*Dataset:*
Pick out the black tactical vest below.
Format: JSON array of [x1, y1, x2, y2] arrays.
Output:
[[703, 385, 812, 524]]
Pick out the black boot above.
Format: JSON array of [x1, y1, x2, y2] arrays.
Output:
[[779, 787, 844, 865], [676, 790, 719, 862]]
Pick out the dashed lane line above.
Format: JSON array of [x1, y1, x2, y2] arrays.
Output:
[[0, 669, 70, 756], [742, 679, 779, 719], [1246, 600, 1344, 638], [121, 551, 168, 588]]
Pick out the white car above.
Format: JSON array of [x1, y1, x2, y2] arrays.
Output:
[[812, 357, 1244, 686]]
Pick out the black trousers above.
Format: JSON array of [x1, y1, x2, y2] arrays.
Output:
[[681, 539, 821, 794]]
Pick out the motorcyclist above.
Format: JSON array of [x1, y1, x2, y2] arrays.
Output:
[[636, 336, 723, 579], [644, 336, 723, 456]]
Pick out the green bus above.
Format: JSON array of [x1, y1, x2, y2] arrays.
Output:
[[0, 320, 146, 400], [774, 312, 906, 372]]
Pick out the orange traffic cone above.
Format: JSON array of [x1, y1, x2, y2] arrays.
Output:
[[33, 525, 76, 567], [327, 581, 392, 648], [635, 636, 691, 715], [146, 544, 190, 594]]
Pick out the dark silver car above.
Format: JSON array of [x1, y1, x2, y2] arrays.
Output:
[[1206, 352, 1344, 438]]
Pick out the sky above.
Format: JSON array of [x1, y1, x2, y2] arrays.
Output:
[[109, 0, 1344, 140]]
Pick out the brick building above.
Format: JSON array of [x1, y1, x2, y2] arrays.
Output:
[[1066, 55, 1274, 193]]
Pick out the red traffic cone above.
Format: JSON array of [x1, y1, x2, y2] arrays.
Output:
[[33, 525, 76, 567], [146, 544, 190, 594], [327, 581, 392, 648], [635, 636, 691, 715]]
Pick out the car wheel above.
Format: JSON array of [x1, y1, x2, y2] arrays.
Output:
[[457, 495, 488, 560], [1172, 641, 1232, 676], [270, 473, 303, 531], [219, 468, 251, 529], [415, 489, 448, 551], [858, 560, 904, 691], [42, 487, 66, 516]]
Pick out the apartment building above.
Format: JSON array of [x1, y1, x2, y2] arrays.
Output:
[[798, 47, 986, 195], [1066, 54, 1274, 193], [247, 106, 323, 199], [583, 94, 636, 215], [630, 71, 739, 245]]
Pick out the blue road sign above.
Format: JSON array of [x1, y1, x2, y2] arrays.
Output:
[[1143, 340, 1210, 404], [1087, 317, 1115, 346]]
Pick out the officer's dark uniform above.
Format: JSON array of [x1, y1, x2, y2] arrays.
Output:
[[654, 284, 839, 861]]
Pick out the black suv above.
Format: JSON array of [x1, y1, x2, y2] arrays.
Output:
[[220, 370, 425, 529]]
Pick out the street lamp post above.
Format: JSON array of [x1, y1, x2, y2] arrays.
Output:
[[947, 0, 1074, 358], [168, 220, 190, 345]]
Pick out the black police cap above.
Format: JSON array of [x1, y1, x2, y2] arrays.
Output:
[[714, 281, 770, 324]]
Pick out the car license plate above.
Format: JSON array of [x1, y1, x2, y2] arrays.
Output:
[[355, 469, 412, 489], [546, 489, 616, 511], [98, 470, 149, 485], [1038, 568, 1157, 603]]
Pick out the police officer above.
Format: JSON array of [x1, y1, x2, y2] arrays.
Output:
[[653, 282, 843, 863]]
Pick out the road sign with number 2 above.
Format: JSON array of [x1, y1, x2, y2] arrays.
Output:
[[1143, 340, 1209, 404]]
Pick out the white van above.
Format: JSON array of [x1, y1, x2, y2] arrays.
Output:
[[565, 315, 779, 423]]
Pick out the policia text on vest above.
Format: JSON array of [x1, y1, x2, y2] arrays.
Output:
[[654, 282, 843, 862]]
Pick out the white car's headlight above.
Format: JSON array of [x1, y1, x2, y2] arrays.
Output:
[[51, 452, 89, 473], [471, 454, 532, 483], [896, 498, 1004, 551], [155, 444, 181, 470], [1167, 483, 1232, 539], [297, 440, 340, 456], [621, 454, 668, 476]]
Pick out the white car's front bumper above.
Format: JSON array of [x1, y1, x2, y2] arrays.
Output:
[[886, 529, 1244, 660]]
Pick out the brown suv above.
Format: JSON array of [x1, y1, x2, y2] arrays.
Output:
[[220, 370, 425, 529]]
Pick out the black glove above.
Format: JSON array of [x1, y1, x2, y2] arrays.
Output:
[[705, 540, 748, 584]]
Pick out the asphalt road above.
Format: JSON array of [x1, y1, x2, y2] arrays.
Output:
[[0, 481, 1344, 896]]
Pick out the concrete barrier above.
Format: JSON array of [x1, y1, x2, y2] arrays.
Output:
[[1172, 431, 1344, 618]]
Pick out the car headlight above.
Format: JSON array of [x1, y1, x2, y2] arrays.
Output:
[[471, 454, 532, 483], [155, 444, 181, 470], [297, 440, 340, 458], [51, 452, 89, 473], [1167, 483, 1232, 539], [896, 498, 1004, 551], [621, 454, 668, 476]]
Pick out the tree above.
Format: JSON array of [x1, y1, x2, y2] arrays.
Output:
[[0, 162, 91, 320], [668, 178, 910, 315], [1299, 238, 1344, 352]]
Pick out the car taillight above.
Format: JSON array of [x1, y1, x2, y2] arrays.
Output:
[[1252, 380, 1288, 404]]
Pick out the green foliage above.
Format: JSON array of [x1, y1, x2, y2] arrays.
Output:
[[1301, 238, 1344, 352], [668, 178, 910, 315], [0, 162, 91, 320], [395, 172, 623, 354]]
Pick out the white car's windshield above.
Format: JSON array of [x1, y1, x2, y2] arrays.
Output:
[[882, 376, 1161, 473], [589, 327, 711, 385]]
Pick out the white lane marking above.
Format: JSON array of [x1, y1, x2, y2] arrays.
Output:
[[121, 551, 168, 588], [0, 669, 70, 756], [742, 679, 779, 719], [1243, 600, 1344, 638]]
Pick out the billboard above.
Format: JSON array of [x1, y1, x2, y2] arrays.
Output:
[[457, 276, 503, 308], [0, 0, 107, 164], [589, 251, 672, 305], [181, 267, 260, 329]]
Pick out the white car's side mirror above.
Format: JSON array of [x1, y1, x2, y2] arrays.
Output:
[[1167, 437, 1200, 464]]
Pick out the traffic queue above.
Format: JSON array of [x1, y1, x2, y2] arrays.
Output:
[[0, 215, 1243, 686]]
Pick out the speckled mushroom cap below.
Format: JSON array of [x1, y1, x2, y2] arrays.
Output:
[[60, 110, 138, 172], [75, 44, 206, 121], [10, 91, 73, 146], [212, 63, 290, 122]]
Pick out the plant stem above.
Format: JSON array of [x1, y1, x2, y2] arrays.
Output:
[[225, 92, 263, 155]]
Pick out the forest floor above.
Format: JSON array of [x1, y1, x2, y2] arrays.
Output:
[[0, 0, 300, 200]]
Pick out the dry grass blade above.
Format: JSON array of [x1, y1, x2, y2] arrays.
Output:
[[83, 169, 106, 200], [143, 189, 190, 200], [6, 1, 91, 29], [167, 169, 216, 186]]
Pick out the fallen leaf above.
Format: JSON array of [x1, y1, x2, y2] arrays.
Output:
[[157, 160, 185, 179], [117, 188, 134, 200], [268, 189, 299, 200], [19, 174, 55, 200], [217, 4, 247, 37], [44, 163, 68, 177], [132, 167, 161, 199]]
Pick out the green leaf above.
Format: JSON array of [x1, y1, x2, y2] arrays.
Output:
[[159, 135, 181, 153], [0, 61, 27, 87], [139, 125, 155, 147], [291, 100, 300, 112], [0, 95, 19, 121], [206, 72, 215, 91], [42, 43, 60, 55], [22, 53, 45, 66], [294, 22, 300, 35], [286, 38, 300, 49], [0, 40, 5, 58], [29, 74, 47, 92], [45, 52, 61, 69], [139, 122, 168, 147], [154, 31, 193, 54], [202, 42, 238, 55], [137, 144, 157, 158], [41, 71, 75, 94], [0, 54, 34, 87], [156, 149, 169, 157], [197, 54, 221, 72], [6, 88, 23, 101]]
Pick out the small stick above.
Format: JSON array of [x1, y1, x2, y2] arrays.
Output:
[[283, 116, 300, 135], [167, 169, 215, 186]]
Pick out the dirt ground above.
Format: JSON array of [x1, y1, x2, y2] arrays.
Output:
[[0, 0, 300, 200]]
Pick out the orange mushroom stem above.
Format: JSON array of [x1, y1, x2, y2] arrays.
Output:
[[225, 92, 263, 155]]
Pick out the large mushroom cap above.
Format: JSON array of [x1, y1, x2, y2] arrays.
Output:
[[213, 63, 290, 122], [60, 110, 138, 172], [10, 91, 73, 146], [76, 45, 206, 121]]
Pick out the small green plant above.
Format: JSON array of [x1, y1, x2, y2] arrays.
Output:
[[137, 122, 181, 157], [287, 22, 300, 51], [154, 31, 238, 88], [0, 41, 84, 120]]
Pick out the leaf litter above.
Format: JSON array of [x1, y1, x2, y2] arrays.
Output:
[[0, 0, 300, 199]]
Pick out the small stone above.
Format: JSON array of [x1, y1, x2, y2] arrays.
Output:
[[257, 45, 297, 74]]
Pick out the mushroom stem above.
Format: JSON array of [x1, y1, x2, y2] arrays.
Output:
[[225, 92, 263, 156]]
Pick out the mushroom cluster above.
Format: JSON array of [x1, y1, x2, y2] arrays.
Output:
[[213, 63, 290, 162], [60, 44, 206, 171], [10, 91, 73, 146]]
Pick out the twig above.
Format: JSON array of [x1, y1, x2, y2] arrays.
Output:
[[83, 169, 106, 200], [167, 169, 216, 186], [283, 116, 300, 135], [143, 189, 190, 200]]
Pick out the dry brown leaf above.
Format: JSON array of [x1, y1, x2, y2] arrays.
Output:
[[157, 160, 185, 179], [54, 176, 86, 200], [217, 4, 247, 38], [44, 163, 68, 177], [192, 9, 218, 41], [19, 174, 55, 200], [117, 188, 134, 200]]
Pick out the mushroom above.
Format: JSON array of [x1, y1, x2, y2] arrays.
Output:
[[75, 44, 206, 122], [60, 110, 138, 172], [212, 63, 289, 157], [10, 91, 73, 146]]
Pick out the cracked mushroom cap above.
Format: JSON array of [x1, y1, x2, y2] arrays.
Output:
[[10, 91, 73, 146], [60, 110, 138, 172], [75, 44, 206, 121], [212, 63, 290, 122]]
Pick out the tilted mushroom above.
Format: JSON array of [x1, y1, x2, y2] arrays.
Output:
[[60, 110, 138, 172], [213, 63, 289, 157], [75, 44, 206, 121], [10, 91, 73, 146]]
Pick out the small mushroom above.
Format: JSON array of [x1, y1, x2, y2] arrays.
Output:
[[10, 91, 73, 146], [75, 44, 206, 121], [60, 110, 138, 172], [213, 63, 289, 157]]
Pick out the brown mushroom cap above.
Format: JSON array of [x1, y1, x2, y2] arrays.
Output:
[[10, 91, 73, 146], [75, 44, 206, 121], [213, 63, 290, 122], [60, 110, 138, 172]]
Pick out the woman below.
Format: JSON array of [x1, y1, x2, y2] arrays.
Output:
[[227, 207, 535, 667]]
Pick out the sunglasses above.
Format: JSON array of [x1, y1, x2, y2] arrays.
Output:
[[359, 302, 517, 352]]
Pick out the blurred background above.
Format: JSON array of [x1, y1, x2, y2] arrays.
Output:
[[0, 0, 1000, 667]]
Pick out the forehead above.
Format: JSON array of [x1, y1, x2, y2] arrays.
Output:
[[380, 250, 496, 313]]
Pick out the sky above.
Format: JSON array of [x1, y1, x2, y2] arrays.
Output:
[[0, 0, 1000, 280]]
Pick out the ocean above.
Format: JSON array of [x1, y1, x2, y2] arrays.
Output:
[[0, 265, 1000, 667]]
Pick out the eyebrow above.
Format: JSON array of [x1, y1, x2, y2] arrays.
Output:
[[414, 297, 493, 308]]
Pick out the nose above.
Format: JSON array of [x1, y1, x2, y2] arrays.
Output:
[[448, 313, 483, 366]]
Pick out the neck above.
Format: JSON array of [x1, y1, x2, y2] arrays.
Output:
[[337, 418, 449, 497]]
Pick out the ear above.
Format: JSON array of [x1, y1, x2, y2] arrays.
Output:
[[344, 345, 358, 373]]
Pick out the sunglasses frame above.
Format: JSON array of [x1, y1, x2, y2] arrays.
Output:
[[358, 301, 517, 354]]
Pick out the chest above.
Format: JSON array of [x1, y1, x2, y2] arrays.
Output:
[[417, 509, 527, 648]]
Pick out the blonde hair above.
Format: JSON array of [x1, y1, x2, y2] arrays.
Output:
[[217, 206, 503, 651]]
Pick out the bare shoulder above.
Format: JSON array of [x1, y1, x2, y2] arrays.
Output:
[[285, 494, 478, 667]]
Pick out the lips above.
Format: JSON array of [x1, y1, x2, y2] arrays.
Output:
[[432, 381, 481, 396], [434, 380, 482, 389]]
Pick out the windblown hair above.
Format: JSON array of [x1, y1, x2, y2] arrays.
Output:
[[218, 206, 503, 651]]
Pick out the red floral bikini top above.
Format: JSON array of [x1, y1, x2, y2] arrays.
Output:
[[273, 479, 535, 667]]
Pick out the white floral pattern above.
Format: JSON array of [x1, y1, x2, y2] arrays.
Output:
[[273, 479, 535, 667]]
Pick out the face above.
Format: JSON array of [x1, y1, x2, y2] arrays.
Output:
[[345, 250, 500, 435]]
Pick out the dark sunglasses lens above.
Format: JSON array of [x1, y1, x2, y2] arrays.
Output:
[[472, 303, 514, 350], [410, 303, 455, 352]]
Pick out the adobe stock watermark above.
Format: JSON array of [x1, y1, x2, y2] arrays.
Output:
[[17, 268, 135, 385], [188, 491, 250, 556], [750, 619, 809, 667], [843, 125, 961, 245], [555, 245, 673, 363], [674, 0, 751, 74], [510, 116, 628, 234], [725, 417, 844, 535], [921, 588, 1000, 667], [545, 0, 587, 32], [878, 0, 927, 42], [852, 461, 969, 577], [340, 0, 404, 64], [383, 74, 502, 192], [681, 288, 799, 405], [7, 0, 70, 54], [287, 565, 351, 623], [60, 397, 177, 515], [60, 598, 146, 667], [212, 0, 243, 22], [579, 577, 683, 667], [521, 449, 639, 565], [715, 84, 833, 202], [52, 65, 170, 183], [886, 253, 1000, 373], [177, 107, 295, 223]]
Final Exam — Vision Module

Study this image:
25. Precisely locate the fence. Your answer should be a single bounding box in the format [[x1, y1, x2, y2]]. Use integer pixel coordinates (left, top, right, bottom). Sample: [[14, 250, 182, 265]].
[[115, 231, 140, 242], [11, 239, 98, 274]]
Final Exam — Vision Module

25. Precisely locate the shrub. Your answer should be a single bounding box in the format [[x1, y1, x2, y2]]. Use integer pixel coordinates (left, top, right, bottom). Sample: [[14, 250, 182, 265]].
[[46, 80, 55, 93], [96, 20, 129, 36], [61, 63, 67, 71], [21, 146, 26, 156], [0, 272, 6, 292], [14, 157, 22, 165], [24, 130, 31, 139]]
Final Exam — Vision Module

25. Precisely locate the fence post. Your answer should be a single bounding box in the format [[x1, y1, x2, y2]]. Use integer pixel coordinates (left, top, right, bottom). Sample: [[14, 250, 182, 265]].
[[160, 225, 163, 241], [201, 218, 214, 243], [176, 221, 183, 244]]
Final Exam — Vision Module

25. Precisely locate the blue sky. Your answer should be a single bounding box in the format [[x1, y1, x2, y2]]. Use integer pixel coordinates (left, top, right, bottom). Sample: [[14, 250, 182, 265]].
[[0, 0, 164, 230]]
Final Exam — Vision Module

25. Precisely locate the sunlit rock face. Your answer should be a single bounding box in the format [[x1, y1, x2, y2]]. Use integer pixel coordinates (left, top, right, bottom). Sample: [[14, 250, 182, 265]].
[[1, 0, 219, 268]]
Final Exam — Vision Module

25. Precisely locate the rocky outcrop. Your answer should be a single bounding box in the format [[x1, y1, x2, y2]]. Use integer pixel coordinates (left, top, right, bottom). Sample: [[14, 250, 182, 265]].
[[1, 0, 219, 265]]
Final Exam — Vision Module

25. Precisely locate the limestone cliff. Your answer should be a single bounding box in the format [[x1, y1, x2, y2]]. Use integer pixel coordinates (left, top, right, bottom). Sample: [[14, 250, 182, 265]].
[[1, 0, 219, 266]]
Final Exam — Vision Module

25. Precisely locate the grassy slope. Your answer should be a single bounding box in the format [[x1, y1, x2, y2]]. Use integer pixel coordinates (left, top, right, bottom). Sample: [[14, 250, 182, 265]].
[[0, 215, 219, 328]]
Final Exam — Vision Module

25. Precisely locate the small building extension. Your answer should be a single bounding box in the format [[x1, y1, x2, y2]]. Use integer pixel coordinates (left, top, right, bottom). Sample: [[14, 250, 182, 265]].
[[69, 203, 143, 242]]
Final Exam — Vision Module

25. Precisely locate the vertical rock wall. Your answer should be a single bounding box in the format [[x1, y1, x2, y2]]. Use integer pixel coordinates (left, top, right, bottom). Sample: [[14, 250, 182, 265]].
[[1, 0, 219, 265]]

*Given request:*
Please print the listing above again unchanged, from the line with "Pick out the small mushroom above." to the line with "[[417, 509, 527, 648]]", both included.

*Task answer:*
Pick out the small mushroom above.
Format: JSON array of [x1, y1, x2, y2] arrays.
Output:
[[10, 91, 73, 146], [75, 44, 206, 121], [60, 110, 138, 172], [213, 63, 289, 157]]
Pick out the brown mushroom cap above.
Format: JSON array of [x1, y1, x2, y2] arrays.
Output:
[[10, 91, 73, 146], [75, 44, 206, 121], [213, 63, 290, 122], [60, 110, 138, 172]]
Pick out the woman below.
Format: JSON array of [x1, y1, x2, y2] arrays.
Output:
[[227, 207, 535, 667]]
Pick out the sunglasses above.
Format: JSON array of [x1, y1, x2, y2] arrays.
Output:
[[359, 302, 517, 352]]
Pick out the blurred background above.
Format: JSON array of [x1, y1, x2, y2] arrays.
Output:
[[0, 0, 1000, 667]]
Pick out the forehead above.
Format: JSON array of [x1, y1, x2, y2] arrays.
Output:
[[380, 250, 496, 313]]
Pick out the sky above.
Format: JSON array of [x1, y1, x2, y2] arrays.
Output:
[[0, 0, 1000, 280]]
Pick out the ocean above.
Format: JSON array of [x1, y1, x2, y2] arrays.
Output:
[[0, 265, 1000, 667]]
Pick out the eyebrow above.
Format: JSON array of [x1, y1, x2, y2] arrays.
Output:
[[414, 297, 493, 308]]
Pick out the nose above.
Format: JSON array of [x1, y1, x2, y2] arrays.
Output:
[[448, 313, 483, 366]]
Pick out the neck above.
Format: JSON array of [x1, y1, x2, y2] arrays.
Output:
[[337, 418, 449, 497]]
Pick out the ear above.
Format: JSON array of [x1, y1, x2, y2] arrays.
Output:
[[344, 345, 358, 373]]
Pick out the sunglasses frame above.
Format: JSON array of [x1, y1, x2, y2] arrays.
Output:
[[358, 301, 517, 354]]
Pick out the chest above.
Format: JSON array of [x1, y1, x2, y2] arrays.
Output:
[[417, 509, 527, 648]]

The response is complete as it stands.